Top of Supplied passage
The legislation calls for a one-time lump-sum payment of $250,000. Most disabled veterans will likely receive only a fraction of that amount. Nevertheless, one must question the wisdom of giving lump-sum payments to sufferers of operational stress injuries, while many are in the depths of depression and crisis. Presently, veterans enjoy a lifelong yet modest disability pension. The lump-sum payment is equivalent to no more than seven to 10 years of disability pension. Most disabled veterans live for 20, 30 or even 40 years after release.

Such appropriate compensation, as the minister terms it, appears to dodge responsibility for caring for the disabled veteran rather than accepting responsibility for what are lifelong disabilities. If people are not convinced about the lump sum, then I suggest the Senate recommend that they make an amendment so that veterans can make a choice between lump sum and pension.

Finally, I would like to comment on what is not in the charter or in Bill C-45. For many years now, veterans have been calling for dedicated hospital beds for incapacitated veterans. Various groups and parties have called for the creation of an ombudsman for disabled veterans, similar to what CF members now enjoy. The outgoing ombudsman for the Department of National Defence, André Marin, agrees with this philosophy, arguing that it is curious that the healthy, employable, serving member has an ombudsman while injured, retired and disabled soldiers do not.

Curiously, a confidential Senate analysis, written by one of the few Canadians who actually read Bill C-45 in its entirety, states:

“While the legislation will provide veterans with much-needed job assistance, it does not provide them with an ombudsman.”

One often forgotten factor in all this political wrestling is the Department of Veterans Affairs employee who is already at the breaking point, managing a number of different programs and three different classes of veterans. One must wonder about employees’ ability to deliver quality and timely service with the addition of again, another class of veteran, six more programs and legislation which allows the department to intrude upon the veteran and his or her family in the most private matters at all stages of rehabilitation, medical treatment, job placement and financial security.
Bottom of Supplied passage
Top of Supplied information
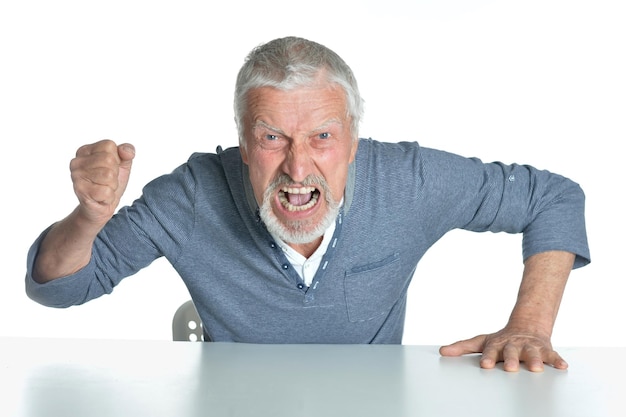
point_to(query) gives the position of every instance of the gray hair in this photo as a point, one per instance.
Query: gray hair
Bottom of Supplied information
Top of Supplied information
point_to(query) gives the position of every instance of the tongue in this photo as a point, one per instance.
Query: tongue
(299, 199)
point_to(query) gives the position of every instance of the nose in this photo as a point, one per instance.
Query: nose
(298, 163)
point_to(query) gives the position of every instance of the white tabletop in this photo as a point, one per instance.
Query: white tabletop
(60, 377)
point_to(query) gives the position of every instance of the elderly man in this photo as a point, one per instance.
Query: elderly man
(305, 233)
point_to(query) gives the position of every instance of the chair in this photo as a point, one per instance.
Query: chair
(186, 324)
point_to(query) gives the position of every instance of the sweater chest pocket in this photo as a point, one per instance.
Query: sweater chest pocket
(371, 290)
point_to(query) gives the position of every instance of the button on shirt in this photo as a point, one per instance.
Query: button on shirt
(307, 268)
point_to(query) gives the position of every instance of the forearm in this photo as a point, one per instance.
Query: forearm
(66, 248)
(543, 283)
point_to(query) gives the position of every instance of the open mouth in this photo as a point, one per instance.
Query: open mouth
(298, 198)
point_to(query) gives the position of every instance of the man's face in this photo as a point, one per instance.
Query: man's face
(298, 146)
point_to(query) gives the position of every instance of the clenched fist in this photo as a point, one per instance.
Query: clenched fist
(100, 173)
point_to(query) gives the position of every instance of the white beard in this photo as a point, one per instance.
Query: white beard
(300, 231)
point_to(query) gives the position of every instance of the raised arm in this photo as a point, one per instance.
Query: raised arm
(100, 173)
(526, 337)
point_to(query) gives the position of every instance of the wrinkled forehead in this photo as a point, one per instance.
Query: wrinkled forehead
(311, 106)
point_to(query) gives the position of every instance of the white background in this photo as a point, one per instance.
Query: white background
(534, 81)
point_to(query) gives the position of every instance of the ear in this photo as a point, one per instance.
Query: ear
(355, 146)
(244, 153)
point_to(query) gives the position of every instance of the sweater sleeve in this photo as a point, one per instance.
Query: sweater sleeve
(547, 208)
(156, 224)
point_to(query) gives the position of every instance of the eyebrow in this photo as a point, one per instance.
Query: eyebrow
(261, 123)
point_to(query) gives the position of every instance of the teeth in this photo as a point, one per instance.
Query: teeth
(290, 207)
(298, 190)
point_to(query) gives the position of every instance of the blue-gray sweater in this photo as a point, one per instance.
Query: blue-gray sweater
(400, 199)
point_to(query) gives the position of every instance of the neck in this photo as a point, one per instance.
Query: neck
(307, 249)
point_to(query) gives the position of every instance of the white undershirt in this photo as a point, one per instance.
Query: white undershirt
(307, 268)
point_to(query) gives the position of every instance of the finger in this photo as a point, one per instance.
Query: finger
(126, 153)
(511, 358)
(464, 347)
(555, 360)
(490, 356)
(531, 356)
Bottom of Supplied information
Top of Supplied information
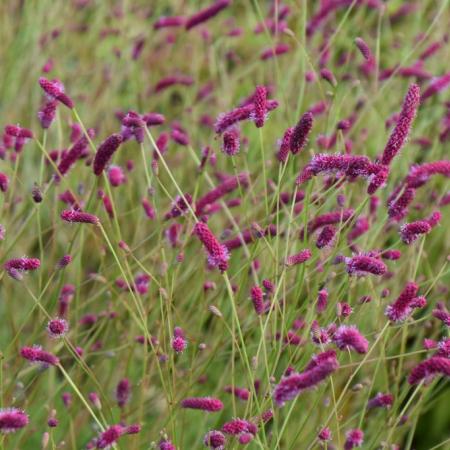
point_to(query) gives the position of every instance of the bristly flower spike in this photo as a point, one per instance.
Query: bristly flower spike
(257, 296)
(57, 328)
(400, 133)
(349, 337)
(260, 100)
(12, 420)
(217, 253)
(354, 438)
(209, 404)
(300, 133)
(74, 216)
Bottom of Supplied information
*Task details*. Check each statement against the passage on Bill C-45 and answer yes or no, quoting the words of the passage that decide it. 1. The lump-sum payment equals no more than seven to 10 years of disability pension. 2. Bill C-45 gives disabled veterans an ombudsman. 3. Veterans currently receive no disability pension.

*Solution to the exercise*.
1. Yes: "The lump-sum payment is equivalent to no more than seven to 10 years of disability pension."
2. No: "it does not provide them with an ombudsman."
3. No: "Presently, veterans enjoy a lifelong yet modest disability pension."